What is asked ->
In the rows between the line holding "For each instance of the man's" and the line holding "[[606, 642], [478, 710]]", inclusive, replace "drop" with "place" and give back only those lines, with everything else left unchanged.
▶
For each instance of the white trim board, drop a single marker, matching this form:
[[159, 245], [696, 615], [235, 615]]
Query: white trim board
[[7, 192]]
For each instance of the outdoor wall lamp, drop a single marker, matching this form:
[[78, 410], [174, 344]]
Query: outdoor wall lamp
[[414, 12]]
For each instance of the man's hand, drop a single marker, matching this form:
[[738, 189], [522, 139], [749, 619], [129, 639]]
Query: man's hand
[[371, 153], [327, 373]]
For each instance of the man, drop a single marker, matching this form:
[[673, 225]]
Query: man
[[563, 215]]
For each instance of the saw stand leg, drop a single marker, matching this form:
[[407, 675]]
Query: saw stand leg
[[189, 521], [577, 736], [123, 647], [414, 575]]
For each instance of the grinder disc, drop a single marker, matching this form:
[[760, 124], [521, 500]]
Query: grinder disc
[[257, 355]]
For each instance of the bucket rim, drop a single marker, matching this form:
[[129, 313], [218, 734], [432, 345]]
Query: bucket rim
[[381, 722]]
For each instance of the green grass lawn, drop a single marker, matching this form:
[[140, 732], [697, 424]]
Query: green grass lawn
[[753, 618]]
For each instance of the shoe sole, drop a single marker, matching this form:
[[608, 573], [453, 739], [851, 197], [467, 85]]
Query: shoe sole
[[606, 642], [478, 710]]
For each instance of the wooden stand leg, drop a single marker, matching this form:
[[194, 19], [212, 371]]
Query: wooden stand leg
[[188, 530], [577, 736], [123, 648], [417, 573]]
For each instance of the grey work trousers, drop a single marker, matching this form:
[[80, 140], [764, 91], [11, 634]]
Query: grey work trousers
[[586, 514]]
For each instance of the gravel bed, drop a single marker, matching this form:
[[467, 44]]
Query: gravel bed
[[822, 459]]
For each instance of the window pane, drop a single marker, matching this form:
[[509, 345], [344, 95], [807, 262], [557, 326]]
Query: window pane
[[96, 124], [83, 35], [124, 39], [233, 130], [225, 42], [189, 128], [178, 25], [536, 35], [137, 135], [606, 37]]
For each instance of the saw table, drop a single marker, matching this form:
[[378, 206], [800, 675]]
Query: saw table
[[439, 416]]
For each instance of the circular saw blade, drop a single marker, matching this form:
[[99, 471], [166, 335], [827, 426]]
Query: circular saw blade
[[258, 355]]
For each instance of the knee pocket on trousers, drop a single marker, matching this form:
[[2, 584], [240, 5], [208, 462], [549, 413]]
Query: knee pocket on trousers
◀
Answer for this exercise ->
For each instance of the man's hand, place a single marker, matching this form:
[[738, 189], [522, 139], [749, 619], [129, 639]]
Query: man's hand
[[371, 153], [327, 373]]
For each instance of the man, place a single marker, matching this form:
[[673, 225]]
Query: man
[[563, 215]]
For each instance of the saw stand leg, place a single marker, matching this form:
[[407, 675]]
Query: saw stand leg
[[189, 521], [577, 736], [123, 647], [414, 575]]
For each instance of the grinder disc, place a single marker, matching this form:
[[760, 124], [521, 500]]
Query: grinder disc
[[257, 355]]
For each instance of the bucket rim, place a single marker, matching this form:
[[129, 313], [218, 734], [432, 345]]
Query: bucket rim
[[381, 722]]
For each instance of the green grass lawn, place a single marker, matching this form:
[[140, 732], [697, 424]]
Query: green grass lawn
[[753, 618]]
For each instance of the shoe sole, place a single marker, matching this form:
[[608, 573], [453, 739], [851, 197], [467, 85]]
Query: shoe sole
[[606, 642], [478, 710]]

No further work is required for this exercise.